=== EXTRAIT ===
La petite rivière sur laquelle je me trouve sert de frontière au territoire anglais et baigne le pied des montagnes de Côsiah et de Gentya. Quand je dis qu’elle baigne, c’est une figure ou plutôt une licence de voyageur, car elle en est à quinze milles ; mais ces montagnes sont si hautes, qu’elles paraissent à la portée de la main. On les prendrait pour un mur immense, tant leur pente est rapide, et c’est sans doute pour cela que la végétation y est fort rare. Le peu d’arbres qu’on y rencontre sont réunis par petites masses dans des crevasses d’où sortent des cascades qu’on entendrait mugir d’ici, si nous avions pour aider nos oreilles des instrumens aussi parfaits que ceux qui servent à nos yeux.


Même jour, au soir.
===
■ **CONSIGNE ÉCRITE**: Poursuivez le récit de voyage sur les montagnes de Côsiah et de Gentya à partir de sa dernière ligne, « Même jour, au soir. »
=== INFORMATIONS EXTRAITES ===
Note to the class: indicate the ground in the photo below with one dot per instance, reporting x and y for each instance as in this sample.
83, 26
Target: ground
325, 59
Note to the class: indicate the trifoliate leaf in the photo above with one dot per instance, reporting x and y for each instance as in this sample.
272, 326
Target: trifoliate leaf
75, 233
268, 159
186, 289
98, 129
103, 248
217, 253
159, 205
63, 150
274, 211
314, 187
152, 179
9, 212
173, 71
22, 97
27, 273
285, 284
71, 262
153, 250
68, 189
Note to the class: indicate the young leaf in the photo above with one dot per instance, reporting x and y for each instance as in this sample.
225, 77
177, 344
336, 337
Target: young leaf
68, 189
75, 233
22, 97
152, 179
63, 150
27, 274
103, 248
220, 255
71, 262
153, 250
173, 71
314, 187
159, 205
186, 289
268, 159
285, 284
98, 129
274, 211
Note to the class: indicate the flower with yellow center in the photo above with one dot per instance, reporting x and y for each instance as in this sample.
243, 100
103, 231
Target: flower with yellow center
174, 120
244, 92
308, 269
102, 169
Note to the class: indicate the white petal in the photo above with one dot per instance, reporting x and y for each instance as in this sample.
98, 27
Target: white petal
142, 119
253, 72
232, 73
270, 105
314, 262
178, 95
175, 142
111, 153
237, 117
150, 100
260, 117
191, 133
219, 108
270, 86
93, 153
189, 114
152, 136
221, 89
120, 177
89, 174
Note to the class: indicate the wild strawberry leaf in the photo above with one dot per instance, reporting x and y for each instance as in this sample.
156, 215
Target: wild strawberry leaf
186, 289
===
■ **RÉSULTAT DE L'EXERCICE**:
Ainsi que je l’avais prévu en partant, nous n’arriverons à Chattak que demain. Je laisse tomber deux ancres pour n’être pas jeté la nuit contre terre. Les ténèbres sont d’une épaisseur effrayante. Il n’y a que le pied des montagnes qui soit éclairé par les exhalaisons émanées des marais ; on dirait des feux de bivouac d’une armée immense, campée le long de cette chaîne. Comme j’ai quitté le territoire anglais, je suis obligé de me garder moi-même, et je fais tirer de temps en temps un coup de fusil, pour prévenir messieurs les voleurs que j’ai de la poudre et du plomb. Voilà ce que les Anglais appellent a french politeness.


Le 12 septembre.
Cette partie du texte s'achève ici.